— RECORDS TO PROCESS —
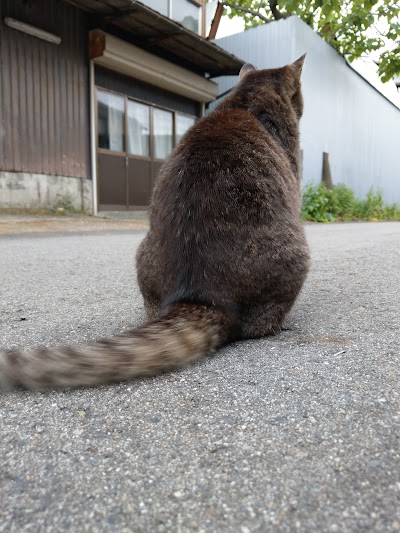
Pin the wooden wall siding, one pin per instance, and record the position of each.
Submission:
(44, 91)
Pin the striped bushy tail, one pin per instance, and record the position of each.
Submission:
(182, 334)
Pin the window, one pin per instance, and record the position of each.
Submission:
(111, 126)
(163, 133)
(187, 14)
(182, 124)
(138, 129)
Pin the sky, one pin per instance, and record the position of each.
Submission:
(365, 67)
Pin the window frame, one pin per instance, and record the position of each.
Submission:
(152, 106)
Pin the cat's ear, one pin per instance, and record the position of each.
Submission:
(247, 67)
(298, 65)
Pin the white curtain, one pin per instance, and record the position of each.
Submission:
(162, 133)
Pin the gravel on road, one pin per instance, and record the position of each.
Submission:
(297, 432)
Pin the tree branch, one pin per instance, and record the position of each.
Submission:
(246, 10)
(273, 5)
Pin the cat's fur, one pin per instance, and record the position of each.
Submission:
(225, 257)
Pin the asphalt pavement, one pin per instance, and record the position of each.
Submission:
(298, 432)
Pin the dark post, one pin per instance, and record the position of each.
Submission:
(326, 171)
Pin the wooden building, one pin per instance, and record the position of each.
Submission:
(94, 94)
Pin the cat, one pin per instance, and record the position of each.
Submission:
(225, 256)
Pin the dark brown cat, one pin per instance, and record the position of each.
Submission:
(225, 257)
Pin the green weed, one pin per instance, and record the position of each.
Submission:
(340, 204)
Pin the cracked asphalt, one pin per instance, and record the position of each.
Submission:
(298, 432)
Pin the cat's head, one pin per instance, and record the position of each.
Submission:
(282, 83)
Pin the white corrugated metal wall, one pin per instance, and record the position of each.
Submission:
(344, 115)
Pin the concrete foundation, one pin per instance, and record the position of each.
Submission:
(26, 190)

— WHAT YOU HAVE TO DO —
Swap "record the position of each" for "note the location of each" in the part of the data that opens with the line containing "Pin the wooden building, one" and runs through the end of the data, and reproduce only that part with nothing else changed.

— WRITTEN REPLY —
Pin the wooden building, one pin per instance, and note the location of each.
Submission:
(94, 94)
Pin the cat, one pin per instance, and note the location of each.
Submission:
(225, 256)
Pin the dark brown cat, one pin per instance, and note the location of each.
Submission:
(225, 257)
Pin the green weed, one pin per instance, and note the location of each.
Submission:
(340, 204)
Pin the cracked asphalt, one pin per instance, and note the location of each.
Submission:
(298, 432)
Pin the cat's head, one pin per instance, and note the location of each.
Submission:
(282, 83)
Pin the white corrugated metal wall, one pin per instance, and note the location of each.
Submission:
(344, 115)
Pin the concrete foundation, one pin per instance, and note the location of each.
Submission:
(26, 190)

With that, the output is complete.